Arrange every line of the data below as a Markdown table with two columns, Row and Line. Number each row and skip blank lines.

··· MATERIAL FOR THIS TASK ···

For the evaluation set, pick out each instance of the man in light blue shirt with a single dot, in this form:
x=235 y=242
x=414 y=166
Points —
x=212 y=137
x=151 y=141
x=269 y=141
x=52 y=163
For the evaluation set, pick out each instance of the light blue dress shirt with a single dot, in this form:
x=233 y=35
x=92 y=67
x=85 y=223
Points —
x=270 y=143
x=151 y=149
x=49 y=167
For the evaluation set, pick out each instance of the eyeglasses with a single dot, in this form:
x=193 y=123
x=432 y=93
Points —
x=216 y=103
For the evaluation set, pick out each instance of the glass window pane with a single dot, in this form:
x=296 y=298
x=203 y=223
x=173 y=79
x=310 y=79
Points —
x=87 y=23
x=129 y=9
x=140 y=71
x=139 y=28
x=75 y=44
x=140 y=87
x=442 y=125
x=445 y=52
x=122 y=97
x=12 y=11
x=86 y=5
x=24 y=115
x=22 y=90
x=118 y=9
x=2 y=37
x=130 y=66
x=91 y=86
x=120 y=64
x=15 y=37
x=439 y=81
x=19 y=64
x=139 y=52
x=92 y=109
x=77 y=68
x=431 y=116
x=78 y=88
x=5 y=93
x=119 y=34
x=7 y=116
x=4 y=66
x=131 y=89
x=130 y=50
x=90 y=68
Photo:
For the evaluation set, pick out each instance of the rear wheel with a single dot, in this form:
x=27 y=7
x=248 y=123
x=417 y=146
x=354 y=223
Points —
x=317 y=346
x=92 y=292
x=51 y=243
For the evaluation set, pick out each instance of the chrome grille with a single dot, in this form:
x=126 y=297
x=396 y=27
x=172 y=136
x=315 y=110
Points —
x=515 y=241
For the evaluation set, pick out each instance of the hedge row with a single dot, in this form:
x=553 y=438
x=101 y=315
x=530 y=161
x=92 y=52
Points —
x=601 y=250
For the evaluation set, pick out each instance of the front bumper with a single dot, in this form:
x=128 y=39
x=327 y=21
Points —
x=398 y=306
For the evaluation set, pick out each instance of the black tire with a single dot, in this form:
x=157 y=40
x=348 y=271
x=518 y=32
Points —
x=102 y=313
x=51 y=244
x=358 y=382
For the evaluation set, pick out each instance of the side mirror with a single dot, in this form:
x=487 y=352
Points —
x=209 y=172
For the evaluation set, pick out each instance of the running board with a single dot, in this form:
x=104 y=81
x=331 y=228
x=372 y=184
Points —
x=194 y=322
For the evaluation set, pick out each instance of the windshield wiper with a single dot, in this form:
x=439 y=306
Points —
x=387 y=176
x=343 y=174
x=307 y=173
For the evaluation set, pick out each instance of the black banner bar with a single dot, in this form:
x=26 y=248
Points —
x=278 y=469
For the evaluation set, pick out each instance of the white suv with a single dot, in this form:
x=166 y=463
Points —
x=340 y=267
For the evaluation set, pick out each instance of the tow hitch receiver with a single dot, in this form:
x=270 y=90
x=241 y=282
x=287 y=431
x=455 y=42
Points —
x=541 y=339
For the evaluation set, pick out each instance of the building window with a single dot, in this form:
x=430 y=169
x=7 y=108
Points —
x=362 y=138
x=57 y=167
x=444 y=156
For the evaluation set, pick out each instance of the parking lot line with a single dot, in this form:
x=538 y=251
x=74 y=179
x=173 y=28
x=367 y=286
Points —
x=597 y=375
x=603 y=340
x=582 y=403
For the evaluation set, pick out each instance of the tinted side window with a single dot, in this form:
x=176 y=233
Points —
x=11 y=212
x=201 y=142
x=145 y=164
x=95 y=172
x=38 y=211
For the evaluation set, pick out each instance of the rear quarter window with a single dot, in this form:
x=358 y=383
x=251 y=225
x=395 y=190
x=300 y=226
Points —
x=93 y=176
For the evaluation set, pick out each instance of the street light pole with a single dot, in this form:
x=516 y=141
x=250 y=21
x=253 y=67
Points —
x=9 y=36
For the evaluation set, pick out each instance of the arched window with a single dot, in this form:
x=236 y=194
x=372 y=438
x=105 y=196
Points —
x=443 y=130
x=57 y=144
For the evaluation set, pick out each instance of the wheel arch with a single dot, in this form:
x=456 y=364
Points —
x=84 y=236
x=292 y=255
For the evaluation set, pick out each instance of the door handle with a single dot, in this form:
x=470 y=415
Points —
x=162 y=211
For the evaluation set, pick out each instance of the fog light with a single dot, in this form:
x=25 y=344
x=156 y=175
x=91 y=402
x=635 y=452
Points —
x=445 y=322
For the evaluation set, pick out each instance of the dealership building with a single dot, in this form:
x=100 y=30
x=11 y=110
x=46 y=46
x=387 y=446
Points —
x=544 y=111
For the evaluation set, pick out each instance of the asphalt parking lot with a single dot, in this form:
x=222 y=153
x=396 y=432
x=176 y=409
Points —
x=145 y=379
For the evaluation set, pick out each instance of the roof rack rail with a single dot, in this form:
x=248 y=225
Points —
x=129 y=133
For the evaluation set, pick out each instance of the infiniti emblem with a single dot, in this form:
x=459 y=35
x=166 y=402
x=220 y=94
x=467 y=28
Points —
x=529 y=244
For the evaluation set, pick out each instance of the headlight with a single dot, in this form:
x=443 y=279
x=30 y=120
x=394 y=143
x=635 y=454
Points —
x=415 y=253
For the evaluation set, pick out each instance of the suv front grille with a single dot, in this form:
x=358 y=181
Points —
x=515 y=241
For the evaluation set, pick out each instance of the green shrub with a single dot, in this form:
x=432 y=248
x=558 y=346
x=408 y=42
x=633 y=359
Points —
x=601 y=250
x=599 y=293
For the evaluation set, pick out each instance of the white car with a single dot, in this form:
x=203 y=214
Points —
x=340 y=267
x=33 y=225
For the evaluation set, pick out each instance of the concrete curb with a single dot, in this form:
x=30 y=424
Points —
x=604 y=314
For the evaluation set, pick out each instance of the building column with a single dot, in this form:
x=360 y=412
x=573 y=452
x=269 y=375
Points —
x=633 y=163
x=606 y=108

···

§ FULL SOLUTION
| Row | Line |
|---|---|
| 1 | For the evaluation set, pick out each instance of the man in light blue shirt with a single dot, in this form: |
| 2 | x=235 y=242 |
| 3 | x=414 y=166 |
| 4 | Points — |
| 5 | x=212 y=137 |
| 6 | x=151 y=141 |
| 7 | x=269 y=141 |
| 8 | x=52 y=163 |
| 9 | For the evaluation set, pick out each instance of the light blue dress shirt with a single dot, in this form: |
| 10 | x=233 y=35 |
| 11 | x=92 y=67 |
| 12 | x=85 y=223 |
| 13 | Points — |
| 14 | x=270 y=143 |
| 15 | x=151 y=149 |
| 16 | x=49 y=167 |
| 17 | For the evaluation set, pick out each instance of the eyeglasses with a single dot, in this form: |
| 18 | x=193 y=123 |
| 19 | x=432 y=93 |
| 20 | Points — |
| 21 | x=216 y=103 |
| 22 | For the evaluation set, pick out each instance of the glass window pane with a single dot, in this form: |
| 23 | x=296 y=298 |
| 24 | x=203 y=223 |
| 25 | x=173 y=79 |
| 26 | x=310 y=79 |
| 27 | Points — |
| 28 | x=87 y=23 |
| 29 | x=129 y=9 |
| 30 | x=140 y=71 |
| 31 | x=139 y=28 |
| 32 | x=75 y=44 |
| 33 | x=140 y=87 |
| 34 | x=442 y=125 |
| 35 | x=445 y=52 |
| 36 | x=122 y=97 |
| 37 | x=12 y=11 |
| 38 | x=86 y=5 |
| 39 | x=24 y=115 |
| 40 | x=22 y=90 |
| 41 | x=118 y=9 |
| 42 | x=2 y=37 |
| 43 | x=130 y=66 |
| 44 | x=91 y=86 |
| 45 | x=120 y=64 |
| 46 | x=15 y=37 |
| 47 | x=439 y=81 |
| 48 | x=19 y=64 |
| 49 | x=139 y=52 |
| 50 | x=92 y=109 |
| 51 | x=77 y=68 |
| 52 | x=431 y=116 |
| 53 | x=78 y=88 |
| 54 | x=5 y=93 |
| 55 | x=119 y=34 |
| 56 | x=7 y=116 |
| 57 | x=4 y=66 |
| 58 | x=131 y=89 |
| 59 | x=130 y=50 |
| 60 | x=90 y=68 |
| 61 | Photo: |
| 62 | For the evaluation set, pick out each instance of the rear wheel with a single dot, in this form: |
| 63 | x=27 y=7 |
| 64 | x=248 y=123 |
| 65 | x=417 y=146 |
| 66 | x=354 y=223 |
| 67 | Points — |
| 68 | x=317 y=346 |
| 69 | x=92 y=292 |
| 70 | x=51 y=243 |
| 71 | For the evaluation set, pick out each instance of the chrome grille with a single dot, in this form: |
| 72 | x=126 y=297 |
| 73 | x=396 y=27 |
| 74 | x=172 y=136 |
| 75 | x=315 y=110 |
| 76 | Points — |
| 77 | x=515 y=241 |
| 78 | For the evaluation set, pick out each instance of the hedge row with a single dot, in this form: |
| 79 | x=553 y=438 |
| 80 | x=101 y=315 |
| 81 | x=530 y=161 |
| 82 | x=92 y=52 |
| 83 | Points — |
| 84 | x=601 y=250 |
| 85 | For the evaluation set, pick out each instance of the front bumper with a single dot, in this form: |
| 86 | x=128 y=39 |
| 87 | x=327 y=21 |
| 88 | Points — |
| 89 | x=398 y=306 |
| 90 | For the evaluation set, pick out each instance of the black tire with a single dot, in this form: |
| 91 | x=157 y=40 |
| 92 | x=348 y=271 |
| 93 | x=518 y=32 |
| 94 | Points — |
| 95 | x=102 y=313 |
| 96 | x=51 y=244 |
| 97 | x=358 y=382 |
| 98 | For the evaluation set, pick out each instance of the side mirror with a single dot, in this form: |
| 99 | x=487 y=352 |
| 100 | Points — |
| 101 | x=209 y=172 |
| 102 | For the evaluation set, pick out each instance of the running board with a single dot, in this form: |
| 103 | x=104 y=81 |
| 104 | x=331 y=228 |
| 105 | x=372 y=184 |
| 106 | Points — |
| 107 | x=194 y=322 |
| 108 | For the evaluation set, pick out each instance of the windshield wiper with a single dot, in this form: |
| 109 | x=439 y=306 |
| 110 | Points — |
| 111 | x=387 y=176 |
| 112 | x=343 y=174 |
| 113 | x=307 y=173 |
| 114 | For the evaluation set, pick out each instance of the black banner bar with a single dot, in this form: |
| 115 | x=26 y=248 |
| 116 | Points — |
| 117 | x=278 y=469 |
| 118 | For the evaluation set, pick out each instance of the white suv with a single dot, in this form: |
| 119 | x=166 y=463 |
| 120 | Points — |
| 121 | x=340 y=267 |
| 122 | For the evaluation set, pick out each instance of the tow hitch receiver with a single dot, in this form: |
| 123 | x=270 y=90 |
| 124 | x=241 y=282 |
| 125 | x=287 y=431 |
| 126 | x=455 y=42 |
| 127 | Points — |
| 128 | x=541 y=339 |
| 129 | For the evaluation set, pick out each instance of the building window with a single dot, in this form: |
| 130 | x=430 y=169 |
| 131 | x=7 y=108 |
| 132 | Points — |
| 133 | x=362 y=138 |
| 134 | x=57 y=167 |
| 135 | x=444 y=156 |
| 136 | For the evaluation set, pick out each instance of the parking lot line with a single dot, in this form: |
| 137 | x=538 y=251 |
| 138 | x=74 y=179 |
| 139 | x=173 y=28 |
| 140 | x=367 y=286 |
| 141 | Points — |
| 142 | x=597 y=375 |
| 143 | x=603 y=340 |
| 144 | x=582 y=403 |
| 145 | For the evaluation set, pick out each instance of the tinted side window with a single dot, in this form: |
| 146 | x=176 y=233 |
| 147 | Points — |
| 148 | x=11 y=212 |
| 149 | x=201 y=142 |
| 150 | x=145 y=164 |
| 151 | x=95 y=172 |
| 152 | x=38 y=211 |
| 153 | For the evaluation set, pick out each instance of the rear quarter window with a single dot, in this form: |
| 154 | x=358 y=383 |
| 155 | x=251 y=225 |
| 156 | x=395 y=190 |
| 157 | x=300 y=226 |
| 158 | Points — |
| 159 | x=93 y=176 |
| 160 | For the evaluation set, pick out each instance of the street light pole with a single dot, in this form: |
| 161 | x=516 y=141 |
| 162 | x=250 y=21 |
| 163 | x=253 y=67 |
| 164 | Points — |
| 165 | x=9 y=36 |
| 166 | For the evaluation set, pick out each instance of the arched window with a single dot, in this form: |
| 167 | x=236 y=194 |
| 168 | x=372 y=438 |
| 169 | x=105 y=196 |
| 170 | Points — |
| 171 | x=443 y=130 |
| 172 | x=57 y=144 |
| 173 | For the evaluation set, pick out each instance of the wheel arch with a single dot, in this form: |
| 174 | x=456 y=364 |
| 175 | Points — |
| 176 | x=84 y=236 |
| 177 | x=292 y=255 |
| 178 | For the evaluation set, pick out each instance of the door handle with a single dot, in this form: |
| 179 | x=470 y=415 |
| 180 | Points — |
| 181 | x=162 y=211 |
| 182 | For the evaluation set, pick out each instance of the fog light with a single dot, in this form: |
| 183 | x=25 y=344 |
| 184 | x=156 y=175 |
| 185 | x=91 y=402 |
| 186 | x=635 y=452 |
| 187 | Points — |
| 188 | x=445 y=322 |
| 189 | For the evaluation set, pick out each instance of the dealership building with a single dot, in this form: |
| 190 | x=100 y=30 |
| 191 | x=11 y=110 |
| 192 | x=46 y=46 |
| 193 | x=387 y=446 |
| 194 | Points — |
| 195 | x=544 y=111 |
| 196 | For the evaluation set, pick out each instance of the asphalt parking lot with a single dot, in this form: |
| 197 | x=222 y=153 |
| 198 | x=396 y=432 |
| 199 | x=176 y=409 |
| 200 | Points — |
| 201 | x=145 y=379 |
| 202 | For the evaluation set, pick out each instance of the roof rack rail with a single dot, in this form: |
| 203 | x=248 y=225 |
| 204 | Points — |
| 205 | x=129 y=133 |
| 206 | For the evaluation set, pick out each instance of the infiniti emblem with a single dot, in this form: |
| 207 | x=459 y=35 |
| 208 | x=166 y=402 |
| 209 | x=220 y=94 |
| 210 | x=467 y=28 |
| 211 | Points — |
| 212 | x=529 y=244 |
| 213 | For the evaluation set, pick out each instance of the headlight with a single dot, in this form: |
| 214 | x=443 y=279 |
| 215 | x=30 y=120 |
| 216 | x=394 y=143 |
| 217 | x=635 y=454 |
| 218 | Points — |
| 219 | x=415 y=253 |
| 220 | For the evaluation set, pick out each instance of the suv front grille with a single dot, in this form: |
| 221 | x=358 y=181 |
| 222 | Points — |
| 223 | x=515 y=241 |
| 224 | For the evaluation set, pick out each instance of the green shrub with a single dot, in this form: |
| 225 | x=432 y=248 |
| 226 | x=558 y=346 |
| 227 | x=408 y=42 |
| 228 | x=633 y=359 |
| 229 | Points — |
| 230 | x=601 y=250 |
| 231 | x=599 y=293 |
| 232 | For the evaluation set, pick out each instance of the white car with a single dot, in this form: |
| 233 | x=203 y=214 |
| 234 | Points — |
| 235 | x=340 y=267 |
| 236 | x=33 y=225 |
| 237 | For the evaluation set, pick out each instance of the concrete curb with a single dot, in this form: |
| 238 | x=30 y=424 |
| 239 | Points — |
| 240 | x=604 y=314 |
| 241 | For the evaluation set, pick out each instance of the building column with a single dot, in this form: |
| 242 | x=360 y=412 |
| 243 | x=573 y=452 |
| 244 | x=269 y=375 |
| 245 | Points — |
| 246 | x=633 y=163 |
| 247 | x=606 y=108 |